What is being asked:
Extract each line of the records below that contains the string "covered", and list those lines in the order they appear.

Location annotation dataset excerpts
# # # #
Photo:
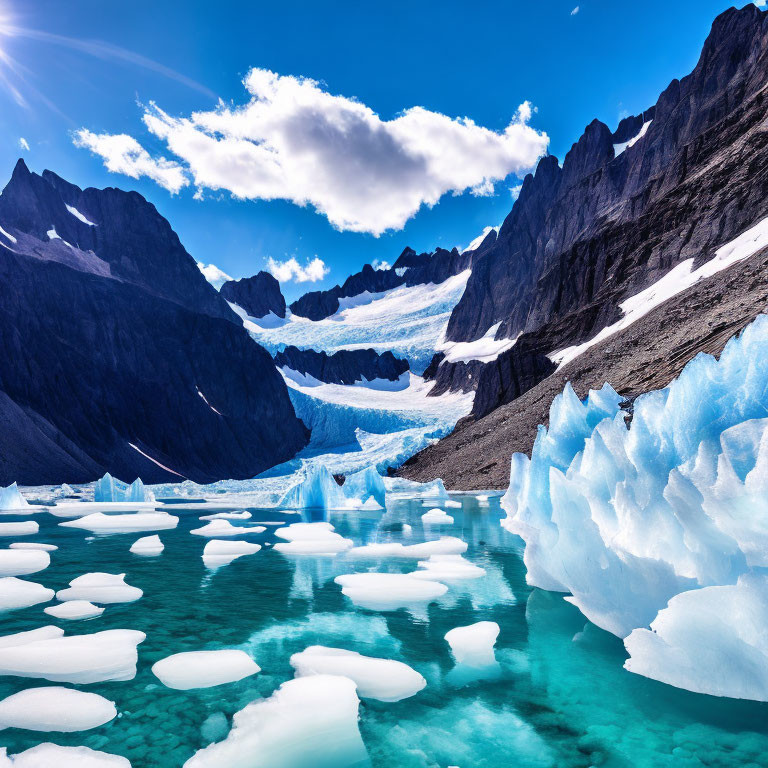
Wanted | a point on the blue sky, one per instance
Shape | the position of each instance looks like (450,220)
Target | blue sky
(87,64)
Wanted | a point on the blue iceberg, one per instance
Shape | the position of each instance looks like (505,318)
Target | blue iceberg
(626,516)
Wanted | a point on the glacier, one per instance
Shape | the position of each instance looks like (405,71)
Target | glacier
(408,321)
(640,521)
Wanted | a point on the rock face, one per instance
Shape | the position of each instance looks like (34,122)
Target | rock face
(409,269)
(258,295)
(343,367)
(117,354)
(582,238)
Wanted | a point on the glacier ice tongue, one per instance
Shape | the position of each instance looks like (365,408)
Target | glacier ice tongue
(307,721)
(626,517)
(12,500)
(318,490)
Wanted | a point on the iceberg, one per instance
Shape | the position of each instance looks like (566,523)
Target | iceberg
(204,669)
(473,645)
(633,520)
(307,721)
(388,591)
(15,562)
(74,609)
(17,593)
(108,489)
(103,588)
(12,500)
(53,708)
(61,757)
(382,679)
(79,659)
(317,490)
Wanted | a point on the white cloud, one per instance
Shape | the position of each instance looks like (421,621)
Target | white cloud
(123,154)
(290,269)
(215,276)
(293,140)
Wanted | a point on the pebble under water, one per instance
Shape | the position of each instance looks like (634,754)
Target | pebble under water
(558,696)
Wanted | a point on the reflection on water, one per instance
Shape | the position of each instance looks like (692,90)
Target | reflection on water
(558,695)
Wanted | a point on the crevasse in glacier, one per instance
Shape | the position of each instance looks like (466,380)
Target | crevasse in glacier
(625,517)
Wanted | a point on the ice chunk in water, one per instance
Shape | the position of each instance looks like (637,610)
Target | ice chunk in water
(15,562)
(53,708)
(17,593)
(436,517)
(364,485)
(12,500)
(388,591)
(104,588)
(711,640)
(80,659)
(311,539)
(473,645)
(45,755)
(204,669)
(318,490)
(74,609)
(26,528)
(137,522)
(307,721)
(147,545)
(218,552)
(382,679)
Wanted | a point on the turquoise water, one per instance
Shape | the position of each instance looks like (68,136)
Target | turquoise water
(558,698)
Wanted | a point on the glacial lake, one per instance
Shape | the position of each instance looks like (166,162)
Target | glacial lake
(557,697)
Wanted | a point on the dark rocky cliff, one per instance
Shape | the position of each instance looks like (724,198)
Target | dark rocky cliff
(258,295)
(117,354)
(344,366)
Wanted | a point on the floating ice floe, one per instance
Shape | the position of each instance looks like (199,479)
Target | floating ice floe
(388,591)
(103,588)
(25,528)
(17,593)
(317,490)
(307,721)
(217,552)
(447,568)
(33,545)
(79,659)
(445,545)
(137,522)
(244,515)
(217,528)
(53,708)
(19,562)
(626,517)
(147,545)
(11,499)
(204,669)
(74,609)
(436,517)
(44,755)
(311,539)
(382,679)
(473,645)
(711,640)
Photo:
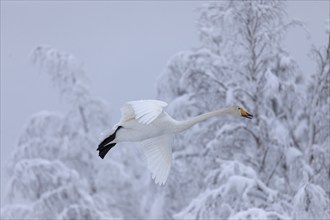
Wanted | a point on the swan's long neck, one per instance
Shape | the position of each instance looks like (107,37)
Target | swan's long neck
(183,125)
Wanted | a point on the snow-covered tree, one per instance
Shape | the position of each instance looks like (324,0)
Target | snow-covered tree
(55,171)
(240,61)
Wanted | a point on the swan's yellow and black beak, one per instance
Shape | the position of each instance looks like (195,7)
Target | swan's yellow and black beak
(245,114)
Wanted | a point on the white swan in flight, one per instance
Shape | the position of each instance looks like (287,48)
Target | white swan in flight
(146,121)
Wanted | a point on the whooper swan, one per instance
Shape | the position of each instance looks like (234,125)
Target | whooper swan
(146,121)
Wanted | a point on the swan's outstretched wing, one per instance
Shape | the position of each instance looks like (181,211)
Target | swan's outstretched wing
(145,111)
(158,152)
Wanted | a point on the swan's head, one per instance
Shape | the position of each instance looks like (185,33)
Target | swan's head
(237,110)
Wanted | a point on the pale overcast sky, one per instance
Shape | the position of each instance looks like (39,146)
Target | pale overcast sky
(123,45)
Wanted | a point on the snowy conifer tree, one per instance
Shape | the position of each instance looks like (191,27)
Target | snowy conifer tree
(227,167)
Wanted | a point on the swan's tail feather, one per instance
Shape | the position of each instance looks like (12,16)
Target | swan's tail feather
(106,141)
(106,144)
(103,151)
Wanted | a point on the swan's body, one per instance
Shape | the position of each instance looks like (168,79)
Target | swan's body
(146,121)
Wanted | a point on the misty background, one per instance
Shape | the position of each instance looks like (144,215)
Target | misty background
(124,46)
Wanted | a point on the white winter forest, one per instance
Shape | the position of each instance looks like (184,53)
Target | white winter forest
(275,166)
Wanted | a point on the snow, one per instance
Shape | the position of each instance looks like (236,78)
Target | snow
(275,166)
# # # #
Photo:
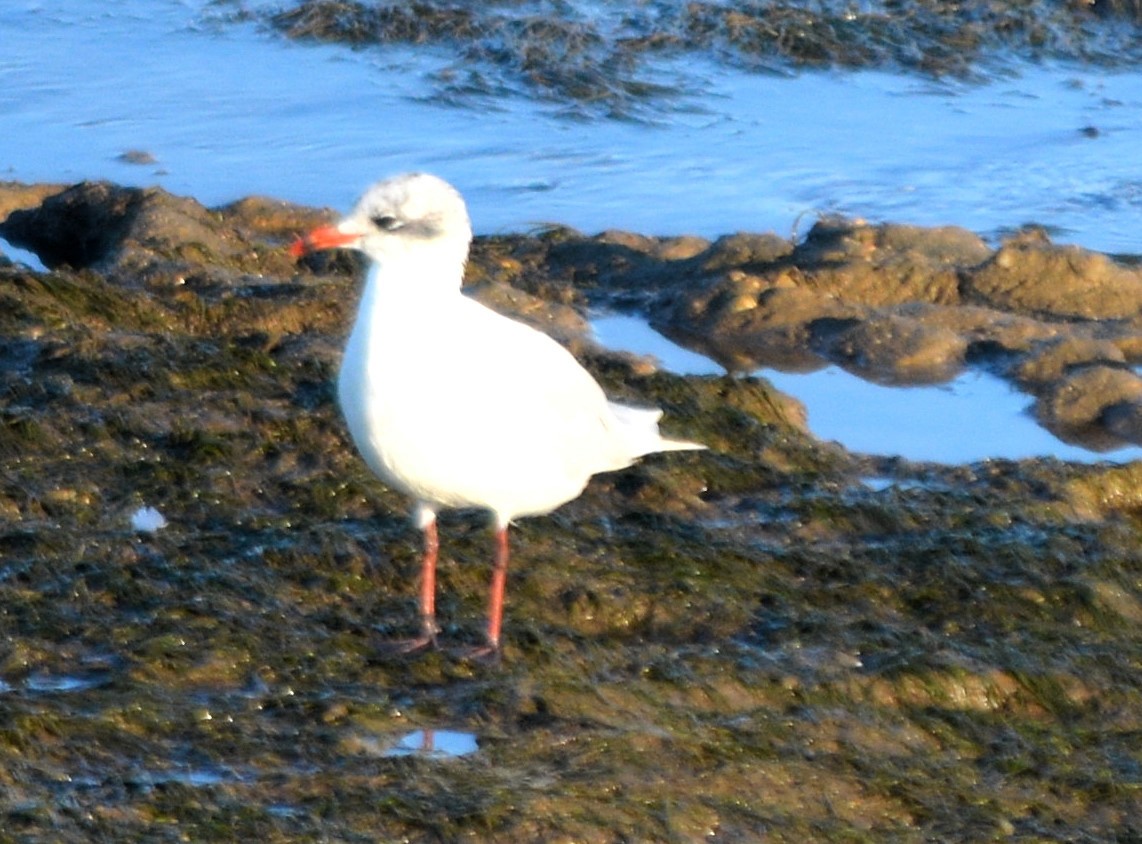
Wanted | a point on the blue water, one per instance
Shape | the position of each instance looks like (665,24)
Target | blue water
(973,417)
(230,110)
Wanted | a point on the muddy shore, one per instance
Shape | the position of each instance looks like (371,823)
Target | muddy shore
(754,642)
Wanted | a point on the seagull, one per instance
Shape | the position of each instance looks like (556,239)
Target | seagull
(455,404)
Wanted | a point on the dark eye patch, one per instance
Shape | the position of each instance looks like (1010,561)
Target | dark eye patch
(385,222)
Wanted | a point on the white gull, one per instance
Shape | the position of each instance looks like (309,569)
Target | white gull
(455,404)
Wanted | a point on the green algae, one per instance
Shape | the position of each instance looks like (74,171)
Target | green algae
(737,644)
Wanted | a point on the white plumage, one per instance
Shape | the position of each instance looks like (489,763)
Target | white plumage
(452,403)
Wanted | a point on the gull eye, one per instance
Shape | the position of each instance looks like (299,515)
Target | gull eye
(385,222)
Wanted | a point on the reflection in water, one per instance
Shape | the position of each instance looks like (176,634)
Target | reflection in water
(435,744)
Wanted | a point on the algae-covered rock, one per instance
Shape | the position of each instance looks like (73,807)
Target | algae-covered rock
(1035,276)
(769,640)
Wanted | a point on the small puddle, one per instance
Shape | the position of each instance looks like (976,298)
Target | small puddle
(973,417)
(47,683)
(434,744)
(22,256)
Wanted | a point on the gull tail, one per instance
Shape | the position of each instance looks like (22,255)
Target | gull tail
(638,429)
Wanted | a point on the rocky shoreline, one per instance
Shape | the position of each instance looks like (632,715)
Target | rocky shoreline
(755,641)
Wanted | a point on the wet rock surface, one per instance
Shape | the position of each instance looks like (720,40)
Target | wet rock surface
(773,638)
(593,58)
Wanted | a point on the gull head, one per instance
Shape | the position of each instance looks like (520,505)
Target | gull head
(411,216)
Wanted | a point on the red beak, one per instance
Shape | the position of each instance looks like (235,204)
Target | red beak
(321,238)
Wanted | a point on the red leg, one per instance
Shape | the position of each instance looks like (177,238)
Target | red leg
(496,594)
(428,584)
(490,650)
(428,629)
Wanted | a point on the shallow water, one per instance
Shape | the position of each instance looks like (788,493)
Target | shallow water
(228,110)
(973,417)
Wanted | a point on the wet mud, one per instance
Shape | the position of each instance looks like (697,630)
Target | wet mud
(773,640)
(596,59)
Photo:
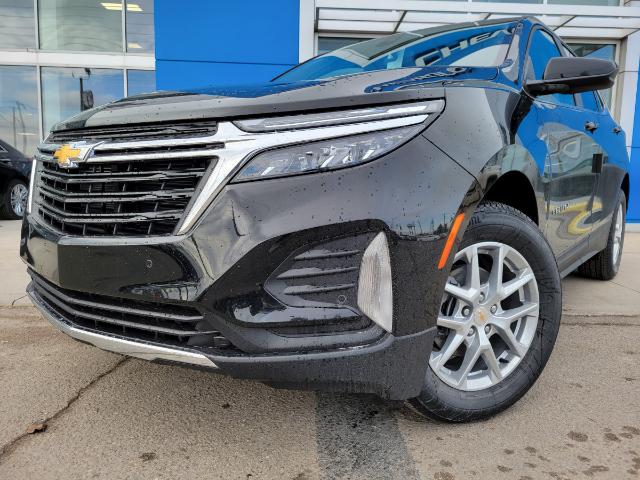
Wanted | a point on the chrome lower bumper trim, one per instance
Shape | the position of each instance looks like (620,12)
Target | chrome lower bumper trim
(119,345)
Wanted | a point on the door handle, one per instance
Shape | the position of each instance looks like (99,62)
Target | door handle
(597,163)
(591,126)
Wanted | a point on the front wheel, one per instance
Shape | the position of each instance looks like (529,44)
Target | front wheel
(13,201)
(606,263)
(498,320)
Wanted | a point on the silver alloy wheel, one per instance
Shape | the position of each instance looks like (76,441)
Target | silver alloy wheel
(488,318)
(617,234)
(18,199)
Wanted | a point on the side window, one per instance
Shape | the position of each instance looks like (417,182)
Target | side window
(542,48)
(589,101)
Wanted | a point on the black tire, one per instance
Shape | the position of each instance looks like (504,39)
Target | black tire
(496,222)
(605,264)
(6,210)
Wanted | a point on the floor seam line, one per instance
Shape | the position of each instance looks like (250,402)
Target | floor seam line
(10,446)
# # # #
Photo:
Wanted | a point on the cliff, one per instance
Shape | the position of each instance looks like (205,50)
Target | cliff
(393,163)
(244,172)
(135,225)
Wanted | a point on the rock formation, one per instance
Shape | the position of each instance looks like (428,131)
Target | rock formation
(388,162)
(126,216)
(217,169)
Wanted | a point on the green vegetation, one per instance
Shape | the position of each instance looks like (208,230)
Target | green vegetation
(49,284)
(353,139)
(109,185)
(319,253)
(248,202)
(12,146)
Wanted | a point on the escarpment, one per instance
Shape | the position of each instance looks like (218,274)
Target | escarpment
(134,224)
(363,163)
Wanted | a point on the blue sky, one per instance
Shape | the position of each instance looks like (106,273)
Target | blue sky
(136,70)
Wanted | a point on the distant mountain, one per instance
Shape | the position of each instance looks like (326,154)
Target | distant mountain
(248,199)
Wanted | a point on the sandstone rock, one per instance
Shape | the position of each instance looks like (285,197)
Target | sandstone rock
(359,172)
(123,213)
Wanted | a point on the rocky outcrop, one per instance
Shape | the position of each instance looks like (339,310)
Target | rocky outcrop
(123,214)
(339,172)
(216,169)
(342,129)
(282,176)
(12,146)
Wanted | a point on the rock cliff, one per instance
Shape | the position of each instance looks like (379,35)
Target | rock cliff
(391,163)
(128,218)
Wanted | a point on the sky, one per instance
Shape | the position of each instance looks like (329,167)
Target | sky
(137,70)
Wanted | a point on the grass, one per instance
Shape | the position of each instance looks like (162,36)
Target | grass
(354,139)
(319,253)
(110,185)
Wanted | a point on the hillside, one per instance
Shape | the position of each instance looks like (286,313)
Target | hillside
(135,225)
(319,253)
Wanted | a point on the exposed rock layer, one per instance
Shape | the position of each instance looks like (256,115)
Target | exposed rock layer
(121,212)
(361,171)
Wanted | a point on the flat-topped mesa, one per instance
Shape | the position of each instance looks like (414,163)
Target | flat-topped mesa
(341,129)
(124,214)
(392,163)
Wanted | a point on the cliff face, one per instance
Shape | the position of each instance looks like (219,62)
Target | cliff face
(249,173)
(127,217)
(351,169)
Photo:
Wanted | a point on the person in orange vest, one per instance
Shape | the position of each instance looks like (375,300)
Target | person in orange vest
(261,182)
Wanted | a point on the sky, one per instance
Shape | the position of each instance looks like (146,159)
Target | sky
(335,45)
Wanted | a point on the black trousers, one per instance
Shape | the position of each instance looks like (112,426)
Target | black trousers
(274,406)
# # # #
Exercise response:
Wanted | a point on the snow-covered tree, one per instance
Target | snow-covered tree
Wanted | a point on the algae-covered rock, one per instance
Target | algae-covered rock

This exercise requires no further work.